WHAT IS REQUIRED ->
Render every entry below as a two-column CSV with the headers "instruction" and "reply", one row per entry: the entry's text in the first field and its answer in the second, each field quoted and with line breaks replaced by spaces. Leave the pictures out.

===============

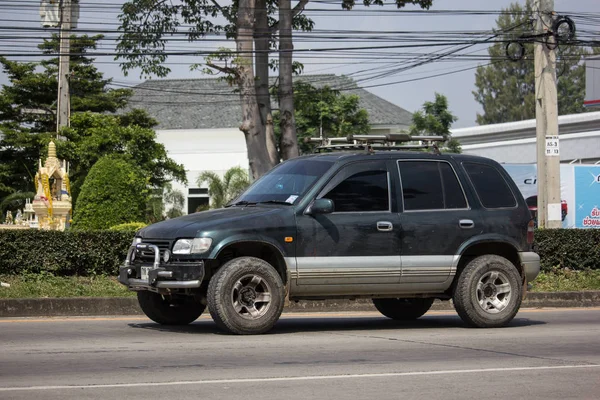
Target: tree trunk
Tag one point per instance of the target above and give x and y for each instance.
(289, 140)
(251, 121)
(262, 35)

===============

CORRECT RESPONSE ->
instruction,reply
"Target: tree trunk Tag one point per instance of the target above and give x and y for each instance.","(289, 140) (251, 121) (262, 35)"